─── DOCUMENT TEXT
On Fri, May 29, 2020 at 11:26:14AM -0500, Paul E Murphy wrote:
> 
> V3 is attached with changes to formatting and a couple of
> simplifications as noted below.
[snip]

This version LGTM with a few nits below (and you were
going to check the binutils support for the POWER9 instruction).

> From 86decdb4a1bea39cc34bb3320fc9e3ea934042f5 Mon Sep 17 00:00:00 2001
> From: "Paul E. Murphy" <murphyp@linux.vnet.ibm.com>
> Date: Mon, 18 May 2020 11:16:06 -0500
> Subject: [PATCH] powerpc64le: add optimized strlen for P9
> 
> This started as a trivial change to Anton's rawmemchr.  I got
> carried away.  This is a hybrid between P8's asympotically
> faster 64B checks with extremely efficient small string checks
> e.g <64B (and sometimes a little bit more depending on alignment).
> 
> The second trick is to align to 64B by running a 48B checking loop
> 16B at a time until we naturally align to 64B (i.e checking 48/96/144
> bytes/iteration based on the alignment after the first 5 comparisons).
> This allieviates the need to check page boundaries.
> 
> Finally, explicly use the P7 strlen with the runtime loader when building
> P9.  We need to be cautious about vector/vsx extensions here on P9 only
> builds.
──────
─── RECORDED INFORMATION
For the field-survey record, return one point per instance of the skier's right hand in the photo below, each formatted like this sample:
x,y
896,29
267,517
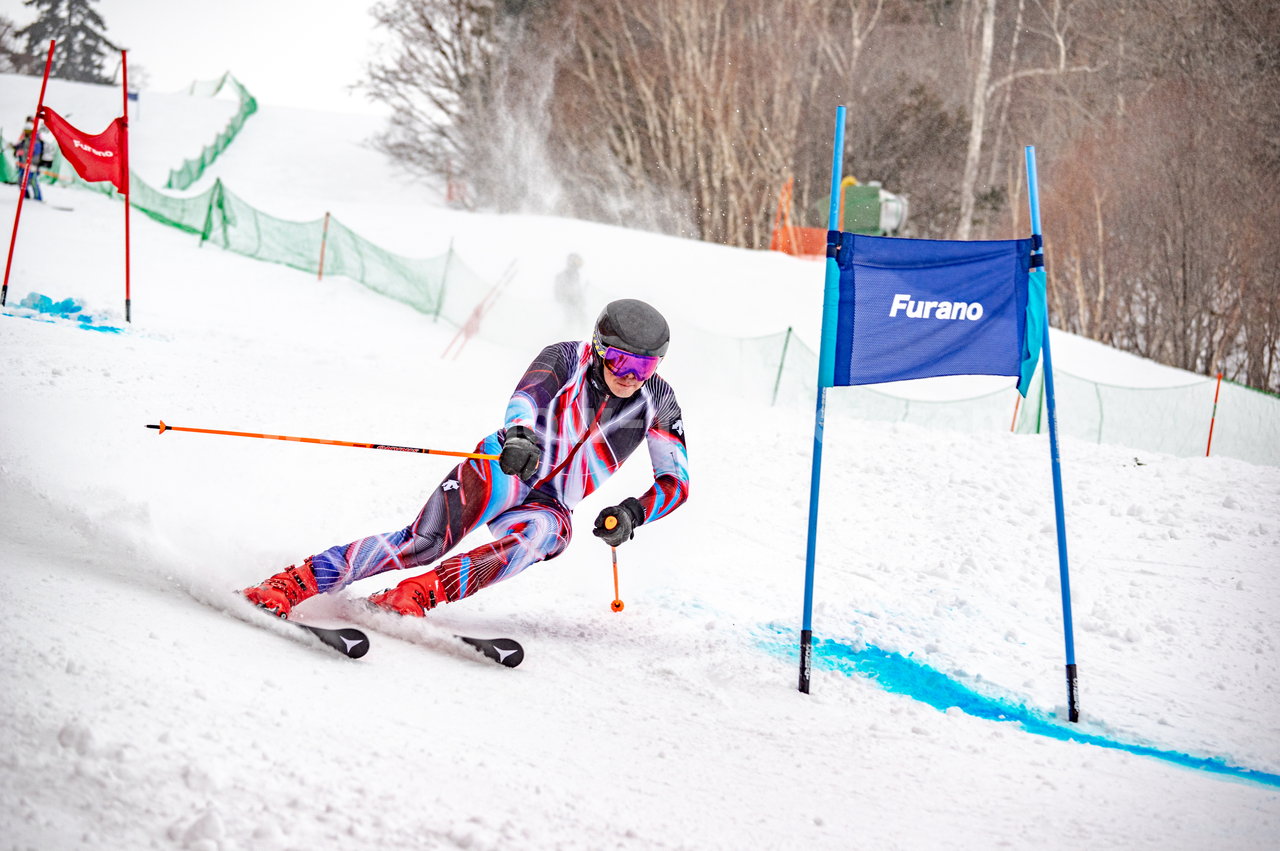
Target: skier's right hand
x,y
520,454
──────
• [DESCRIPTION OF THE TASK]: In the patch email, how does the passage starting with "This version LGTM" and going on through "depending on alignment)." read if you swap "rawmemchr" for "memchr"?

• [REPLY TO THE TASK]:
This version LGTM with a few nits below (and you were
going to check the binutils support for the POWER9 instruction).

> From 86decdb4a1bea39cc34bb3320fc9e3ea934042f5 Mon Sep 17 00:00:00 2001
> From: "Paul E. Murphy" <murphyp@linux.vnet.ibm.com>
> Date: Mon, 18 May 2020 11:16:06 -0500
> Subject: [PATCH] powerpc64le: add optimized strlen for P9
> 
> This started as a trivial change to Anton's memchr.  I got
> carried away.  This is a hybrid between P8's asympotically
> faster 64B checks with extremely efficient small string checks
> e.g <64B (and sometimes a little bit more depending on alignment).